- AIM OF THE EXERCISE
Find each line in the listing below that contains the string "swan" and copy those lines. Case counts.

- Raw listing
######

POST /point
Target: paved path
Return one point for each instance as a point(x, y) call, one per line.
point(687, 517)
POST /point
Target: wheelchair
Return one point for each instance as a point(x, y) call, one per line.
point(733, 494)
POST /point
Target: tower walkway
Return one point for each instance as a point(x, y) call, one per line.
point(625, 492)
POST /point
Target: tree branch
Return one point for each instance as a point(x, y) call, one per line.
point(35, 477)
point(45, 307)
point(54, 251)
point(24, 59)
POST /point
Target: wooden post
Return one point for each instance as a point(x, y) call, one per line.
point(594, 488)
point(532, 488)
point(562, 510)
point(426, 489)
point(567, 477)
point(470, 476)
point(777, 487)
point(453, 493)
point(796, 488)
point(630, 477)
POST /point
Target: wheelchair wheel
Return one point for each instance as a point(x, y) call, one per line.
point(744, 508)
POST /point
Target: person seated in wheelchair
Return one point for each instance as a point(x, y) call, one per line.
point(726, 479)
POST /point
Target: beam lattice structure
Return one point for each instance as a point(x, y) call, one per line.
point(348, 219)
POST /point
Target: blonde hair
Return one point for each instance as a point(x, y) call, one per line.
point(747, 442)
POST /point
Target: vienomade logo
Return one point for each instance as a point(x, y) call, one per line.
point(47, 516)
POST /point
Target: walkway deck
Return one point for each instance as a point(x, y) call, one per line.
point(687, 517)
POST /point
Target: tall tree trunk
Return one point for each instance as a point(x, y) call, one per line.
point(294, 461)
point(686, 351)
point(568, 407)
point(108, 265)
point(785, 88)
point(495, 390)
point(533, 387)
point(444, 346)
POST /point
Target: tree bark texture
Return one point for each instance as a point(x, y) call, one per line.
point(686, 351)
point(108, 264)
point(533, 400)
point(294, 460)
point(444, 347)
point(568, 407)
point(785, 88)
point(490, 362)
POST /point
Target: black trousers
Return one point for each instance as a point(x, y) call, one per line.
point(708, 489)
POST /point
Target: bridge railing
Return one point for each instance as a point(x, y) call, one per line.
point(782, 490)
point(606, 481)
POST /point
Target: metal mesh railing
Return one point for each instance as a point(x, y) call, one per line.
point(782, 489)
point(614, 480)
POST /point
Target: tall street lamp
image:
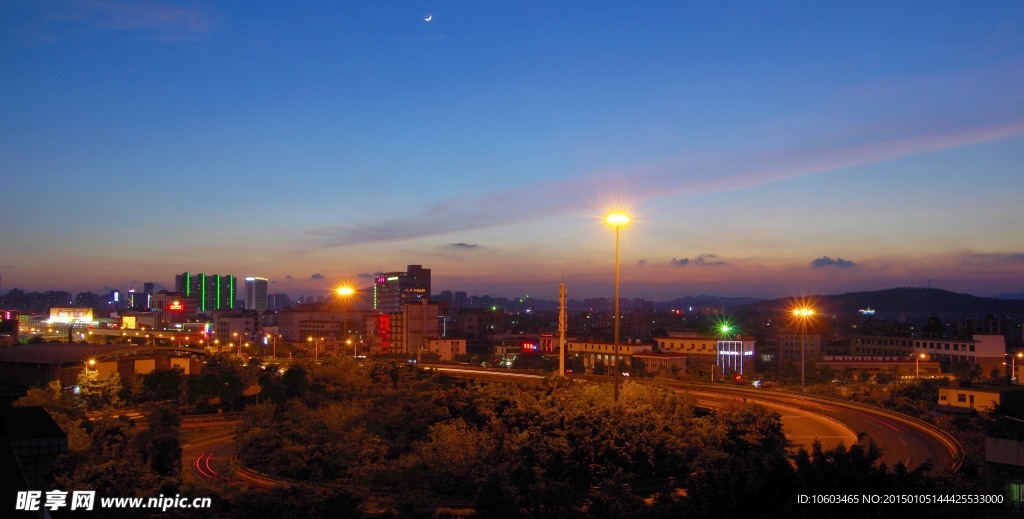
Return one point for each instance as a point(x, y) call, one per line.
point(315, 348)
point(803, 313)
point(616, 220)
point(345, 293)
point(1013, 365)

######

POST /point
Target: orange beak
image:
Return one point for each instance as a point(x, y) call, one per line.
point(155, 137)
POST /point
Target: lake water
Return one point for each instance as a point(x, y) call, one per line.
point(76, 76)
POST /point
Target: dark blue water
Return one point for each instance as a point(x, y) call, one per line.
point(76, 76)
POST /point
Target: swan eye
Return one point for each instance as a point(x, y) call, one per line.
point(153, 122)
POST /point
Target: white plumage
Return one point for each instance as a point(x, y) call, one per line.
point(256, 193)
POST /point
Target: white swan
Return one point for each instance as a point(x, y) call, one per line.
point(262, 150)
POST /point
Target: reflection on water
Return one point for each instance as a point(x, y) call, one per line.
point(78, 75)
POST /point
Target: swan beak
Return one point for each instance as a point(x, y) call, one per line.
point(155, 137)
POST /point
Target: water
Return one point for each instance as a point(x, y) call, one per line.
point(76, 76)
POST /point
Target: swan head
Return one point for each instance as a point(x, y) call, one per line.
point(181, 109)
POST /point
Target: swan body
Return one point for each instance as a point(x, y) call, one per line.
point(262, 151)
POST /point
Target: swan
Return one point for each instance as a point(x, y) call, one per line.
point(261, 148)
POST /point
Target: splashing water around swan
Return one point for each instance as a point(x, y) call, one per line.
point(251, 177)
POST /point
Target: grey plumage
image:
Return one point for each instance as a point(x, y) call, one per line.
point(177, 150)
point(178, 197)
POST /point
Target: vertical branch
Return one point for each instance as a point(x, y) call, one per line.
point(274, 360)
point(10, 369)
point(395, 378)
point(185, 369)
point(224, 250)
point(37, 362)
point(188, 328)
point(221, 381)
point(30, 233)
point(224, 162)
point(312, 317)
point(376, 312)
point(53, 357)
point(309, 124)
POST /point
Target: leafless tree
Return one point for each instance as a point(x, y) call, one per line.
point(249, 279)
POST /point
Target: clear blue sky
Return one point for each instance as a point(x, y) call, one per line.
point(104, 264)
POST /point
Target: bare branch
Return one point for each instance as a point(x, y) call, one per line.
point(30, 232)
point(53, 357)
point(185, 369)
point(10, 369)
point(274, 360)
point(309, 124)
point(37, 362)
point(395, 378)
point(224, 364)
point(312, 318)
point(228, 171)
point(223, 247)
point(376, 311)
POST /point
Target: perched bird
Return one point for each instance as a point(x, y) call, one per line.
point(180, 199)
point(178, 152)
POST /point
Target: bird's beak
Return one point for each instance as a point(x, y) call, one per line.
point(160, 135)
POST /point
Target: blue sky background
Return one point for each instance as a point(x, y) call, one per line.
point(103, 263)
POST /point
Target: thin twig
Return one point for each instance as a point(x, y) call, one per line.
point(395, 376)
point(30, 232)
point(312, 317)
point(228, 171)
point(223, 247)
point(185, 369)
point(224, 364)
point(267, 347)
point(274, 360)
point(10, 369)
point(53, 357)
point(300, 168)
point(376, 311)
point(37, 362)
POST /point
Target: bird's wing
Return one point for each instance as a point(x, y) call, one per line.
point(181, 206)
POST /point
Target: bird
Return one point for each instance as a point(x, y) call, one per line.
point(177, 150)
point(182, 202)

######

- SOLUTION TO THIS PROBLEM
Target: swan eye
Target: white swan
Target: swan beak
Target: swan head
Target: swan body
Target: swan
Target: splashing water around swan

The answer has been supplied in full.